++++ SOURCE PASSAGE

Sporting Life

In new year, athletes wish for the smell of competition

Fencer Amita Berthier has learnt to be more patient this coronavirus-hit year PHOTO: LIANHE ZAOBAO

The workplaces of athletes are known to smell of grubby socks and perspiration, chlorine and frustration, and yet they'd never exchange them. As Derek Jeter once drawled: "My office is at Yankee Stadium."

You can do your accounting at home in your pyjamas, but athletes need to get into arenas and respond to the energy. It's where they become whole.

And so when I asked athletes, as one Covid year bends into another, what their wish list is for 2021, naturally odour came up. "I want to be able to feel and smell competition halls in international venues again," said fencer Amita Berthier. "Have that adrenaline rush and that bit of nervousness before competing."

As January beckons, lists are being made by athletes. Lists of wishes and goals. Lists of how they can stretch themselves. Last month after his latest world record, breaststroker Adam Peaty said on the BBC podcast Don't Tell Me The Score: "After the initial kind of high... (it's) how do we get faster next time." There's always room for a faster time on a list.

Athletes make lists of positions they're chasing, some first place, some a fifth spot, some plain crazy. Michael Phelps later admitted he "wanted to change the sport of swimming". Oh, only that. These lists are written in optimistic ink and kept in a drawer of dreams.

For nurse cum rower Joan Poh, her wish list includes finding a way "to fly my Canadian coach to Singapore for a training stint much needed by us both". For high jumper Kampton Kam it's hoping to "represent Singapore at the 2021 SEA Games in Vietnam".

Tessa Neo - the 10m air rifle shooter who secured a Tokyo 2020 quota spot for Singapore - wishes to "persevere till the end (of the selection competitions) and earn the opportunity to compete in next year's Olympic Games". Later, she adds: "Another wish would be to win at the Games and do the nation proud."

The second question I asked athletes was, "What's the most amazing thing you saw in sport this year?" and for synchronised swimmer Debbie Soh it was athletes with a voice. Or as she put it: "Seeing athletes from different backgrounds, who may speak different languages, come together to stand up for common initiatives like speaking up about mental health or the hidden abuse in sport."

Athletes, quite beautifully, were mostly amazed by each other. Inspired by the resilience they saw. Impressed by the drive they found. In a way they were all lifting each other out of distress.

++++++++
++++ INFORMATION GIVEN

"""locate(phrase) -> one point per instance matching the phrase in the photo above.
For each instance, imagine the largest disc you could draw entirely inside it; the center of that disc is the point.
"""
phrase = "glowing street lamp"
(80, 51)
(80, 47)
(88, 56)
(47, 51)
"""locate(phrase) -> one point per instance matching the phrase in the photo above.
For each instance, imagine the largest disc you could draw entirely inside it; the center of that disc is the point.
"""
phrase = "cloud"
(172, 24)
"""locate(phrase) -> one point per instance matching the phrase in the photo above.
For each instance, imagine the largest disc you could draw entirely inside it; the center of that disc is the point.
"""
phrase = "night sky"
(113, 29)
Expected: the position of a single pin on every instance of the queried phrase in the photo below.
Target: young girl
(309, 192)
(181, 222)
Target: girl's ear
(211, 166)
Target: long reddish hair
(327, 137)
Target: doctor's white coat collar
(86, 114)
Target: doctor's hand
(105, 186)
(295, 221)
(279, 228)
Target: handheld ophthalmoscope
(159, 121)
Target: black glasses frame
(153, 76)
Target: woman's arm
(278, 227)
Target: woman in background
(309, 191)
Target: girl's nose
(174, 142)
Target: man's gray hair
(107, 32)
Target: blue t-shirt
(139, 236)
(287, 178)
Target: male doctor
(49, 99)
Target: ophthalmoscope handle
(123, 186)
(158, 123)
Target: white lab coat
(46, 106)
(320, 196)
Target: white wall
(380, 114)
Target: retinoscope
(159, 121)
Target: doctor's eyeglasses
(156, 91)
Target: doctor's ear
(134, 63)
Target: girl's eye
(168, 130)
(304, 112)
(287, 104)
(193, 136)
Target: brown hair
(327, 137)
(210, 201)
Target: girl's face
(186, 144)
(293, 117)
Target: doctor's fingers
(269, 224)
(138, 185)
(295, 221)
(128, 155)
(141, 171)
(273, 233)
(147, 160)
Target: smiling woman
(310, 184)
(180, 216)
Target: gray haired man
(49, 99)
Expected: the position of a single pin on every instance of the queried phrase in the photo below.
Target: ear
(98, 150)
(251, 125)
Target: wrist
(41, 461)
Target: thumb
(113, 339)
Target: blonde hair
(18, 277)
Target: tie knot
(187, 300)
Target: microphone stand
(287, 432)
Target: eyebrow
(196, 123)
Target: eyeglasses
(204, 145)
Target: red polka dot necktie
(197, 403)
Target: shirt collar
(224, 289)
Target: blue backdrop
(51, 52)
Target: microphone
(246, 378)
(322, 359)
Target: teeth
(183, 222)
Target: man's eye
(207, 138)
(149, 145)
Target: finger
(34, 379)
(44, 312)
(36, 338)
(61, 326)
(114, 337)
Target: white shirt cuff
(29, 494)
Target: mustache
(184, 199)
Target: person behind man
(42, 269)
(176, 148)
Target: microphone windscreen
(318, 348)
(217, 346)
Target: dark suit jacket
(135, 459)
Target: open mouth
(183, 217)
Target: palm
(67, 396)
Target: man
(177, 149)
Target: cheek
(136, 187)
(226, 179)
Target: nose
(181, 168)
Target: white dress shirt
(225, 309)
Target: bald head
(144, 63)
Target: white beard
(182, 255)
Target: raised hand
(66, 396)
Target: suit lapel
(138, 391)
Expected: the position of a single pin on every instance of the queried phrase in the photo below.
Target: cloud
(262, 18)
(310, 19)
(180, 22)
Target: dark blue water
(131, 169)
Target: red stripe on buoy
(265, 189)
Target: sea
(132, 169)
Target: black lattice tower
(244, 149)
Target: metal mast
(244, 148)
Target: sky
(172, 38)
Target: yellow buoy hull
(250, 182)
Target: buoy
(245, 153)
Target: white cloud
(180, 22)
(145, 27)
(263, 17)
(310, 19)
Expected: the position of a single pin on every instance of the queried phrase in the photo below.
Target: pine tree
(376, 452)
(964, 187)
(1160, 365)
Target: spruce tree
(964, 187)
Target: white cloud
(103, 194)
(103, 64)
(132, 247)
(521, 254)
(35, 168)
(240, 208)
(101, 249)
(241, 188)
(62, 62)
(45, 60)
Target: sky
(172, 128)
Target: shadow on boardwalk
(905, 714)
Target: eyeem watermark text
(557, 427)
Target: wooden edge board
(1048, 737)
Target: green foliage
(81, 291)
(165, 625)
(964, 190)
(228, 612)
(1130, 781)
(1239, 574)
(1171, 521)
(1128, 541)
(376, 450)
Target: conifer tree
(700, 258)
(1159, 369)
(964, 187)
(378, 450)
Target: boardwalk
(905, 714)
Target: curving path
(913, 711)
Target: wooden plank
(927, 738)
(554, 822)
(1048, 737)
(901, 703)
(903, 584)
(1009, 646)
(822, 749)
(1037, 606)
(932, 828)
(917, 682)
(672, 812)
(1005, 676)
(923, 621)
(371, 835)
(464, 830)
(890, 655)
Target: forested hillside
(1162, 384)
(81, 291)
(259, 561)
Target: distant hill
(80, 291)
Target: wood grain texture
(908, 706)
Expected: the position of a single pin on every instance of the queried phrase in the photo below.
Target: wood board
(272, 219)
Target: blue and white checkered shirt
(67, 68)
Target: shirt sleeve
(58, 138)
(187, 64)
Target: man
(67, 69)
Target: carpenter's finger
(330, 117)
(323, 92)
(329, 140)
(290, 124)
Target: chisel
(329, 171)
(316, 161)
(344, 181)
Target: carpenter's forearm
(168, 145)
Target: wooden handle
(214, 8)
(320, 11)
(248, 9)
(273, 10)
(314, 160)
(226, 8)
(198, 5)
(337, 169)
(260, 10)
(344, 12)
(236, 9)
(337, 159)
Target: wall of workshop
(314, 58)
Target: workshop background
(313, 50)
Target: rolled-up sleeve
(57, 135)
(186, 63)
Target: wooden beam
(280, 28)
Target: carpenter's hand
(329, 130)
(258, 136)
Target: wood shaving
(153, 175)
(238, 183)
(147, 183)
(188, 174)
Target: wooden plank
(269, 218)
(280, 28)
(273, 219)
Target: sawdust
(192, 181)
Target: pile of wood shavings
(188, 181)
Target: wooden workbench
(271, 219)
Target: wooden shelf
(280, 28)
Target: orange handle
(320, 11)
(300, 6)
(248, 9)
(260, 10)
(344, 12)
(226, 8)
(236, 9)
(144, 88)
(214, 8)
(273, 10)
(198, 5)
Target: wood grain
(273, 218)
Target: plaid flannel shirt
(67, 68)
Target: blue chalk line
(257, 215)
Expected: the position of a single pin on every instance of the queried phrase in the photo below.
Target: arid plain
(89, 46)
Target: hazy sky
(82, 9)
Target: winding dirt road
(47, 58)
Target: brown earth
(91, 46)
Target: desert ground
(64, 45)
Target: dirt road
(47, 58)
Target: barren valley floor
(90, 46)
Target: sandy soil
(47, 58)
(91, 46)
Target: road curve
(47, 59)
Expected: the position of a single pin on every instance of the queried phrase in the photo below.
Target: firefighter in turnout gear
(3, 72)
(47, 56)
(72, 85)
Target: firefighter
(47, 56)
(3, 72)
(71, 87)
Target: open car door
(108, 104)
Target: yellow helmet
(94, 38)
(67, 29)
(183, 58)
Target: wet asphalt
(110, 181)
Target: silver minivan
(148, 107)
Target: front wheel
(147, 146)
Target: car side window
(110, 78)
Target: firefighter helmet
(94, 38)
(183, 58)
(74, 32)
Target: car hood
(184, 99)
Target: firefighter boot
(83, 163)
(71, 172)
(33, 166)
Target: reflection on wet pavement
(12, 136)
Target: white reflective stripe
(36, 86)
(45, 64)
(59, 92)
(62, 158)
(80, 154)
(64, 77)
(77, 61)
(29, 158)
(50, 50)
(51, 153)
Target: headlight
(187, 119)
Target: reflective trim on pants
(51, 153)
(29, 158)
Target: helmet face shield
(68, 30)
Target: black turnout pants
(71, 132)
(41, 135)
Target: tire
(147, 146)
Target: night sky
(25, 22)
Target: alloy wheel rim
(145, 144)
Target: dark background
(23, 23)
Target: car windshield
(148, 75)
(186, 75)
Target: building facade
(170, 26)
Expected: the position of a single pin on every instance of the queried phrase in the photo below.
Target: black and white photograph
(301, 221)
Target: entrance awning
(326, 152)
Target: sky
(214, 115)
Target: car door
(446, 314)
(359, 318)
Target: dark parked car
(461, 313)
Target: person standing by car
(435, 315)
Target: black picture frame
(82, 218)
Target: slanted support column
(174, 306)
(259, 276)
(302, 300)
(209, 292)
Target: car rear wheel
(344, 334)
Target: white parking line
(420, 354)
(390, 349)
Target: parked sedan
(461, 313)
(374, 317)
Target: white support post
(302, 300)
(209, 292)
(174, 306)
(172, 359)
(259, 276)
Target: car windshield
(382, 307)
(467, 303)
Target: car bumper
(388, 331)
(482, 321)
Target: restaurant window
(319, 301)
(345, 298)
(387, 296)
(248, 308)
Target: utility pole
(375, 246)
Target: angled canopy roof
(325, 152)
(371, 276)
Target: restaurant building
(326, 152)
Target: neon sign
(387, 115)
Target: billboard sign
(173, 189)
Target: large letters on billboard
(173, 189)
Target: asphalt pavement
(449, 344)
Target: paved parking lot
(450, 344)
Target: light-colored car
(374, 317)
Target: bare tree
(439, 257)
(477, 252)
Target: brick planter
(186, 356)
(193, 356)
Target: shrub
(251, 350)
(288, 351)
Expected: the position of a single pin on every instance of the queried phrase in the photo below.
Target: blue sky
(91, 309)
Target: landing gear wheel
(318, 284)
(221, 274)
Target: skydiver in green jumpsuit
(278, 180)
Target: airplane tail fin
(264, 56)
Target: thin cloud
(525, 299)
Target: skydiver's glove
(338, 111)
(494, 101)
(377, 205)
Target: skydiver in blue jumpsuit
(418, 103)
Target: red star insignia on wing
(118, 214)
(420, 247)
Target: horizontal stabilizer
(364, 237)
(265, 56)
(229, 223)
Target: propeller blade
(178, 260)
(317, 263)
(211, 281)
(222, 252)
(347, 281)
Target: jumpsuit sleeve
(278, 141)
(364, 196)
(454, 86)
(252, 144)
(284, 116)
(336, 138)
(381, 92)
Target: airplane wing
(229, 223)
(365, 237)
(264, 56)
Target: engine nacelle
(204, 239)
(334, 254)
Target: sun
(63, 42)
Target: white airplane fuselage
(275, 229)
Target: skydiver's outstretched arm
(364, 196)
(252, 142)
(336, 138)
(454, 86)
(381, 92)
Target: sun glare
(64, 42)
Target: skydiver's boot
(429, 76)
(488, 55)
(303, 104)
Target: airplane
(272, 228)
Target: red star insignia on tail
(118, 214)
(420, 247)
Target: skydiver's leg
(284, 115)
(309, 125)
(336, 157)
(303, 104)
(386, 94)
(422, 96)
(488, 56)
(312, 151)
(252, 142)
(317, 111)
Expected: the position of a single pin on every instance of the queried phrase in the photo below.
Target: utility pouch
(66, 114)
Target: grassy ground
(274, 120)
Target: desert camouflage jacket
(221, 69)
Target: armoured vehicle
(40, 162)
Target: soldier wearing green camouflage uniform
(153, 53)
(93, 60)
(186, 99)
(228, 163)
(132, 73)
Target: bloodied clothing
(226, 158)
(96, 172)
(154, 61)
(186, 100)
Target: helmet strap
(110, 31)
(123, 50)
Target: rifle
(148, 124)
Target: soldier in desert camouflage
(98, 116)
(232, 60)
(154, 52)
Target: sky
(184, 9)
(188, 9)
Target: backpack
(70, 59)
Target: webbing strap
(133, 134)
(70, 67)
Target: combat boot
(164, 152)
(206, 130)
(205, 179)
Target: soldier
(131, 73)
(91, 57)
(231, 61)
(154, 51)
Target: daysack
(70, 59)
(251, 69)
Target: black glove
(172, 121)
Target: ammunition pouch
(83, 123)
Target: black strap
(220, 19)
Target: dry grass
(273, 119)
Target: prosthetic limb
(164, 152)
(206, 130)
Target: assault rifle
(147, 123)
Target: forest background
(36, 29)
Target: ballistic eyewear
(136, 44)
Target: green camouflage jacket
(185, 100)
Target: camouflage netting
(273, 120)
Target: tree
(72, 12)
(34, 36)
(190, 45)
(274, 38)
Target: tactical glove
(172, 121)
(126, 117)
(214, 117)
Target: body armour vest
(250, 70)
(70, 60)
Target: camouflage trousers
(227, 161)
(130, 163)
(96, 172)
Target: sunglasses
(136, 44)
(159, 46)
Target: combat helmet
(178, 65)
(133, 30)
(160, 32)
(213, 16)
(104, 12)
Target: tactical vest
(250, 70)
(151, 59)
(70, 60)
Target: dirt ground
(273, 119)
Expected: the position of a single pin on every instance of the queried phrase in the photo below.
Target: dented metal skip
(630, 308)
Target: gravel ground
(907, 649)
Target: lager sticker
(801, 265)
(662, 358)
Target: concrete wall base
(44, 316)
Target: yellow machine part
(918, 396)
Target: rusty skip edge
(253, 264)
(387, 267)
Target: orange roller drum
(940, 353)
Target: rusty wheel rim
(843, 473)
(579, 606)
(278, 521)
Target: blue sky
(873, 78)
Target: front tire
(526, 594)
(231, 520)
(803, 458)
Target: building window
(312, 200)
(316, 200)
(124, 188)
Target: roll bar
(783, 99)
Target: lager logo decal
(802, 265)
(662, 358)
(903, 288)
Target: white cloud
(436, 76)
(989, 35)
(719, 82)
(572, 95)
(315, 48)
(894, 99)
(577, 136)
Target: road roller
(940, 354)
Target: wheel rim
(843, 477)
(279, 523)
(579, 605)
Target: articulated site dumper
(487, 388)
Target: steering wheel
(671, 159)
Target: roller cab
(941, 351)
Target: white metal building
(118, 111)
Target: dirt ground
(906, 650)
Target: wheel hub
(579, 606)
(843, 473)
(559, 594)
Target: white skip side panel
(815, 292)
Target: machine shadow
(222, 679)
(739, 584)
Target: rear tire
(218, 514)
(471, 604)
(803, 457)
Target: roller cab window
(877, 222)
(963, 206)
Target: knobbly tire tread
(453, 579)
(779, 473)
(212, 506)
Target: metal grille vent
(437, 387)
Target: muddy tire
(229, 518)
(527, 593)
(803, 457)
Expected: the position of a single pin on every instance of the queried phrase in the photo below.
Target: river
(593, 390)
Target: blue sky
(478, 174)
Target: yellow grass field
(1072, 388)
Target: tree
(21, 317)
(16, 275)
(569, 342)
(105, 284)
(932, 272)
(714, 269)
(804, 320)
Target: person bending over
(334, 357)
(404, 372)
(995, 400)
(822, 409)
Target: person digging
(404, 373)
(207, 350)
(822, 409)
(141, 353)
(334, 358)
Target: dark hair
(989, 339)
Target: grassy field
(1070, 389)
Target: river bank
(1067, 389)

++++++++

USING THE INFORMATION ::
**A)** In the column on athletes' wishes, quote everything from "You can do your" down to "time on a list.".
**B)** Write the next part of the column on athletes' wishes, picking up after its final sentence.
The material above comes from a separate source, unrelated to the column on athletes' wishes.

ANSWERS FOR THE TASKS ::
**A)**
You can do your accounting at home in your pyjamas, but athletes need to get into arenas and respond to the energy. It's where they become whole.

And so when I asked athletes, as one Covid year bends into another, what their wish list is for 2021, naturally odour came up. "I want to be able to feel and smell competition halls in international venues again," said fencer Amita Berthier. "Have that adrenaline rush and that bit of nervousness before competing."

As January beckons, lists are being made by athletes. Lists of wishes and goals. Lists of how they can stretch themselves. Last month after his latest world record, breaststroker Adam Peaty said on the BBC podcast Don't Tell Me The Score: "After the initial kind of high... (it's) how do we get faster next time." There's always room for a faster time on a list.

**B)**
Amazing, said swimmer Yip Pin Xiu, was "athletes still training and everyone still doing their best even if no competition was in sight". Amazing, said Kam, was athletes "training in creative and ingenious ways, especially in the Ultimate Garden Clash where three pole vaulters competed in different countries via Zoom".

Amazing, responded Poh, was "how much mental grit athletes need to have". From the outside we might see an athlete's muscles, but strength this year lay on the inside.

"Four years," she said in reference to the Olympics, "is a looooong time to train fervently for something. But how brutal it is on the mind when the four years becomes rubber band-time." When the Olympics stretch to five years, athletes have to renegotiate jobs, studies, funding, take a breath and continue. "It's not physical strength that builds the athlete," she clarifies.

Finally, I asked what part of themselves these athletes had improved. "Patience," said Berthier about what she developed as time slid by. "My diet," said Yip. An ability to "juggle more", said Poh, who was rowing and nursing and went from an athlete who got anxious if her meal times were changed to one who could "multi-focus".

For Neo, progress was found in her "adaptability". In a lockdown world of no physical meetings, fine-tuning in a technical sport which is obsessed with perfection meant a video call. "It was challenging as it wasn't as easy for the coaches and physical trainers to correct our mistakes over Zoom", she said. But from improvisation came improvement.

You hope the athletic world reopens fully for athletes need to take their energy somewhere. But till then they have to keep working because in this new year it's possible they're going to be asked to make a major leap upwards.

From very little competition to the Olympics. From living room squats to heroics on the big stage. It's a pretty big jump but at least diver Jonathan Chan is on the rise.

"(This year) I managed," he said, "to do 12 triple skips in a row." Which if you're wondering is the rope passing under the feet three times in a single jump.

Impressive, kid. But better start working on 13.